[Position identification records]
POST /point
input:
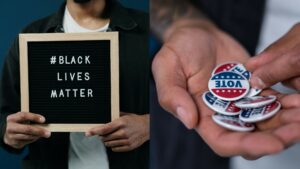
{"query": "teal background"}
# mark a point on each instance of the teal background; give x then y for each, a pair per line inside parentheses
(15, 15)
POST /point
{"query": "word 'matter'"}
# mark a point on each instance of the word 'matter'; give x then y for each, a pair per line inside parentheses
(75, 76)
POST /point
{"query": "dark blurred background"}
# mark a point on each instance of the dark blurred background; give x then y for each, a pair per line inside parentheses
(15, 15)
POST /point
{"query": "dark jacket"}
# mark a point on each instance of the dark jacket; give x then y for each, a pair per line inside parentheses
(52, 153)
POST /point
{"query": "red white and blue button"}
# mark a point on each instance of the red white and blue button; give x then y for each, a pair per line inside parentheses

## Problem to work on
Rewrite every line of the listing above as a numbered list, skipping any blank lines. Omit the pictures from your answer.

## Solution to this problem
1. POST /point
2. input:
3. {"query": "teal background"}
4. # mark a point on each instance of the teal background; give x then y for each, a pair per line inside parentheses
5. (15, 15)
6. POST /point
7. {"query": "word 'matter'"}
8. # mark a point on each instance of the word 'matter'; give x then y for each, a pair per line inside parentheses
9. (75, 76)
10. POST /point
11. {"query": "dark blurred background"}
12. # mark a point on each instance of the dark blurred background; give x then y for each, a pair per line inside parentheses
13. (15, 15)
14. POST /point
15. {"query": "dark jacket"}
16. # mark a point on each instance of the dark jacket; give x then y for each, a pair per line inside parentheses
17. (52, 153)
18. POST /point
19. {"query": "red white and blue button"}
20. # mark a point on each instance of the red white and blue button; give x then y for each, a pair per line inside parentheses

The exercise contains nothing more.